▼▼▼

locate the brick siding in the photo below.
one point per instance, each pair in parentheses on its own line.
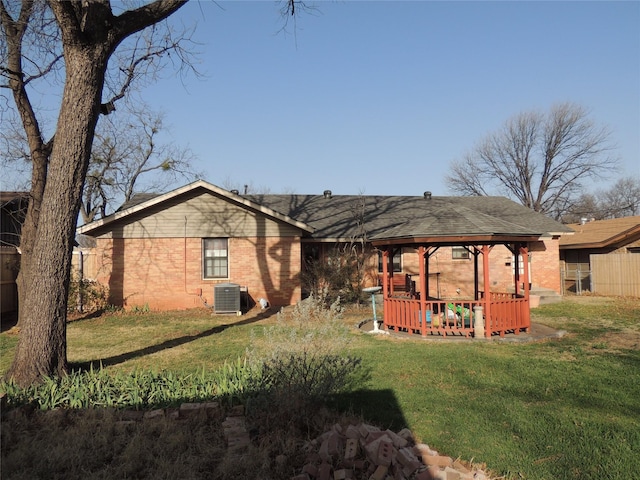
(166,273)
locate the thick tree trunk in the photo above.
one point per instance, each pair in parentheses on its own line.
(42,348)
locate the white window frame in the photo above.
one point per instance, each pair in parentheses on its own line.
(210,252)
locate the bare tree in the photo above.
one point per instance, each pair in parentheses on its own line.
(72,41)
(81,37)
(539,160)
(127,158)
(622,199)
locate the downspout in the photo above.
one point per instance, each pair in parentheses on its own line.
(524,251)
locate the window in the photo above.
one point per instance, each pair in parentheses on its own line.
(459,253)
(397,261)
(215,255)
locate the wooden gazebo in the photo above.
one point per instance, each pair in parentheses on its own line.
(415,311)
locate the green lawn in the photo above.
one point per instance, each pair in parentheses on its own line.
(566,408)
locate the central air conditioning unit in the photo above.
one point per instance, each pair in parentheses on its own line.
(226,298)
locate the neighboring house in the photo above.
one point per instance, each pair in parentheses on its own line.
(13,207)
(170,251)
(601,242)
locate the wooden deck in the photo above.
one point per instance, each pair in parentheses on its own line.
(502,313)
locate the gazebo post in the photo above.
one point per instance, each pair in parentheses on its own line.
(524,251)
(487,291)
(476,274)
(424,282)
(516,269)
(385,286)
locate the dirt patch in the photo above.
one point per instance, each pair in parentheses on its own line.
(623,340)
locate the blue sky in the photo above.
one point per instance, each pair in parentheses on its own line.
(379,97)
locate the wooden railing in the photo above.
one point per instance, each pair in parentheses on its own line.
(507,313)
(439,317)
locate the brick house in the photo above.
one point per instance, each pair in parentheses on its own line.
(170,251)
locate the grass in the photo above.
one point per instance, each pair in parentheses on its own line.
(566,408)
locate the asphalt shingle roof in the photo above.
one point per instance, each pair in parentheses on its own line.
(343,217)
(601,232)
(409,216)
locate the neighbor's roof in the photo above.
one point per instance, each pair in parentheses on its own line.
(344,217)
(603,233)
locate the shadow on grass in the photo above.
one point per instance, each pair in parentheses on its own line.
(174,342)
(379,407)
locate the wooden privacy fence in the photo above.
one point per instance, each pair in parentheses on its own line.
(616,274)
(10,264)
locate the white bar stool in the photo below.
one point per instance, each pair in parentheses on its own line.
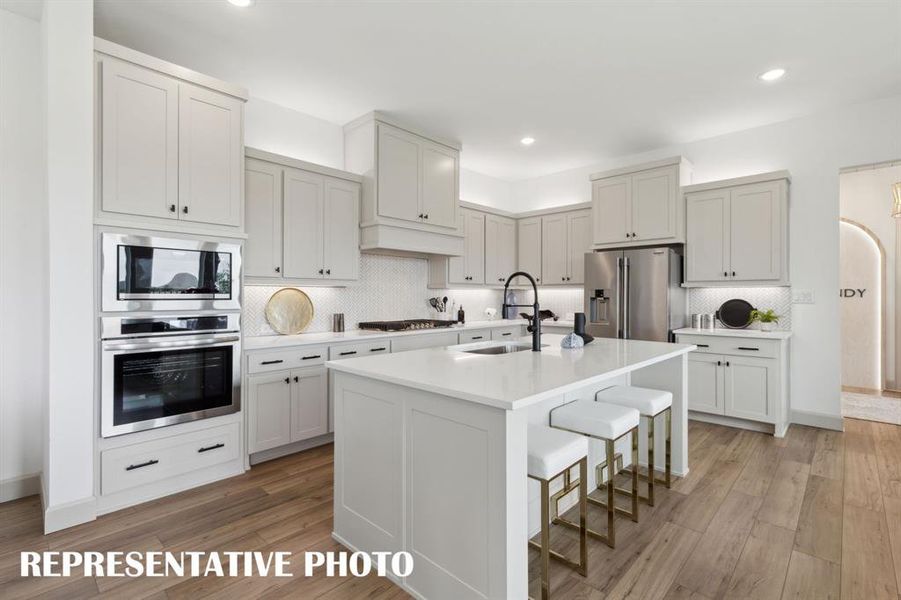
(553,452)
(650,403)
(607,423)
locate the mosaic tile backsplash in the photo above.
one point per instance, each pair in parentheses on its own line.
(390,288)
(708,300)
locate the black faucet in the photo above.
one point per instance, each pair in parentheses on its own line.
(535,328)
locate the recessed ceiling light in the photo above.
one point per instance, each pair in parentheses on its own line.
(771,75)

▲▲▲

**What you have to do:** Copy out word for word the lines from the one containing "locate the wooden privacy" through the final line, including both, and omit the pictures.

**Completed task:**
locate the wooden privacy fence in the photo above.
one point per instance, each pair in parentheses on its own line.
(616,274)
(10,264)
locate the white bar stool in the photo below.
one point per instance, each pair in parentheses on its own line.
(553,452)
(650,403)
(607,423)
locate the mosaic tile backsplash in the photo above.
one point per instance, each pair in parentheses on its own line.
(390,288)
(708,300)
locate the black faucet in the photo above.
one point per instance, each pair in parentheses on its own line.
(535,328)
locate the recessed ceiling light in the photo above.
one point per instance, each pair in parentheses on its own line.
(771,75)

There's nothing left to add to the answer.